> [EXERCISE INPUT]
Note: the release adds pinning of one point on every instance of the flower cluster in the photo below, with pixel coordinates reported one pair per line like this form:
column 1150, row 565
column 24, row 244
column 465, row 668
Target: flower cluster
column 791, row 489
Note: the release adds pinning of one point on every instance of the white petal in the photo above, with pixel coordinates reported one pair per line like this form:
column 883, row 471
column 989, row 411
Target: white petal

> [BRIEF] Lay out the rows above as a Markdown table with the columns No. and Line, giving each line its own table row and number, and skip any blank lines.

> [TASK SOLUTION]
| No. | Line |
|---|---|
| 1 | Note: the release adds pinning of one point on every instance of the flower cluster in the photo below, with pixel coordinates reported one pair per line like this form: |
| 2 | column 1150, row 565 |
| 3 | column 24, row 244 |
| 4 | column 465, row 668 |
| 5 | Target: flower cluster |
| 6 | column 791, row 489 |
| 7 | Note: the release adds pinning of one point on every instance of the white petal in the photo above, with pixel coordinates reported one pair per line like this form: |
| 8 | column 883, row 471 |
| 9 | column 989, row 411 |
| 10 | Target: white petal |